TASK TO COMPLETE → Copy the material from the line containing "Practice. Find the muddy" through the end of the material, inclusive, swapping "marker" for "pin" and leaving everything else unchanged.

DATA ROWS →
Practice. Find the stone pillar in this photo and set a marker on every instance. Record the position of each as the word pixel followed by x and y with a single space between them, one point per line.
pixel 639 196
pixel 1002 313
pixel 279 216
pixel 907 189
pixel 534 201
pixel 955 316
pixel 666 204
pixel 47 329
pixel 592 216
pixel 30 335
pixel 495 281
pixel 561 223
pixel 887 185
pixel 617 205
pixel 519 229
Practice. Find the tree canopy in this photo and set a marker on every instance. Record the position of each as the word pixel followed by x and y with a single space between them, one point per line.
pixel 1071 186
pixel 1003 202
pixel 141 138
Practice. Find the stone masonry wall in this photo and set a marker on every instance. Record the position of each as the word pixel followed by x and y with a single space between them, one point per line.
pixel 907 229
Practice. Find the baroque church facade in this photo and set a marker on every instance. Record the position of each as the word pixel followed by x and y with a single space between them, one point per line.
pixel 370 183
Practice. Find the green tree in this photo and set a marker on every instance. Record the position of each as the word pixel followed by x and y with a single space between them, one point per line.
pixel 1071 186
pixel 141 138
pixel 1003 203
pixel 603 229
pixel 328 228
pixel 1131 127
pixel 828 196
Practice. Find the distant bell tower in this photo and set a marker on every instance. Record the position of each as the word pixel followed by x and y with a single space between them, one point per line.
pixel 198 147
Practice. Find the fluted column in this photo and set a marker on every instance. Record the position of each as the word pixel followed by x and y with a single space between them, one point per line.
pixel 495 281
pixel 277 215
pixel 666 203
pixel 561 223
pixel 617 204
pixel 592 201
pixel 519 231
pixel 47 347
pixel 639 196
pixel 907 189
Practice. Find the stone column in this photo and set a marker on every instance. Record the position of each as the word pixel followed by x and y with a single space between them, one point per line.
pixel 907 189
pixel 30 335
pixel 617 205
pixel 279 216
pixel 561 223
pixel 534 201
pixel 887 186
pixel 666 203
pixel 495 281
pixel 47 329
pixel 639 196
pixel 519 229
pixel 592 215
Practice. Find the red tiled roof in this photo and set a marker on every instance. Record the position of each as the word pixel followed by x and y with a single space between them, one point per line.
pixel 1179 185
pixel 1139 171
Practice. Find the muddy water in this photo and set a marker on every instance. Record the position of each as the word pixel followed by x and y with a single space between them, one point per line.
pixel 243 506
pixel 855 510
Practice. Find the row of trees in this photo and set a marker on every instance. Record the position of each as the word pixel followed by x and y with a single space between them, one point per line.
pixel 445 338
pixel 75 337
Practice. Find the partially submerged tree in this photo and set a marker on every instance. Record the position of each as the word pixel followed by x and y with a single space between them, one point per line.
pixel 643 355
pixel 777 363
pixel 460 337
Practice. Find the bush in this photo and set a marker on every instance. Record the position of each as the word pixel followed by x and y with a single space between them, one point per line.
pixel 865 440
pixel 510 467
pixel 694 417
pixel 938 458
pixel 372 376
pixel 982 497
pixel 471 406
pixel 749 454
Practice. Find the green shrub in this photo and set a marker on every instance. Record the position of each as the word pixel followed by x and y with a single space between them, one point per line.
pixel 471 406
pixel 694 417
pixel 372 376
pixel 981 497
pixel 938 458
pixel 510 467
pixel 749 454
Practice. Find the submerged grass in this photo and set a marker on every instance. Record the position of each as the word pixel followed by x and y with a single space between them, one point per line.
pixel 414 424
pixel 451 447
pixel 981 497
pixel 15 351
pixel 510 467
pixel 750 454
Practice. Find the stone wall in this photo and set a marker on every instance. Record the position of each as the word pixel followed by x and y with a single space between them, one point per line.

COMPLETE OUTPUT →
Practice. Find the muddy water in this photo and set a pin on every instance. Record the position of each as the word pixel followed by x and y with a single space between them, one point per line.
pixel 243 506
pixel 855 510
Practice. Find the row of trees in this photo and set a pin on every instance. Record the position of each as the word pixel followed by x and y with a single space between them, one point per line.
pixel 445 338
pixel 75 337
Practice. Find the partially submerged tree in this photo and set a pin on every instance. Record the position of each as the word pixel followed by x and y with a single space between them, one point per line.
pixel 643 355
pixel 777 363
pixel 460 337
Practice. Find the bush in this photo and set a pin on every instance. Record the position of each as the word pixel followed by x and y with a single space between them, one point per line.
pixel 865 440
pixel 510 467
pixel 694 417
pixel 938 458
pixel 372 376
pixel 982 497
pixel 471 406
pixel 749 454
Practice. Find the green shrub in this photo and set a pin on every instance. Record the position of each as the word pixel followed by x and y with a single space between them, one point per line.
pixel 471 406
pixel 694 417
pixel 372 376
pixel 981 497
pixel 938 458
pixel 510 467
pixel 749 454
Practice. Find the submerged grass in this photo and set a pin on every instance. Record the position of each as the word pixel followed by x and y with a single space between them, one point per line.
pixel 414 424
pixel 451 447
pixel 981 497
pixel 15 351
pixel 510 467
pixel 750 454
Practice. Find the stone wall in this photo and set a pin on every instance. Record the position of each as the word pixel followed by x and y with a single space between them, one point per line.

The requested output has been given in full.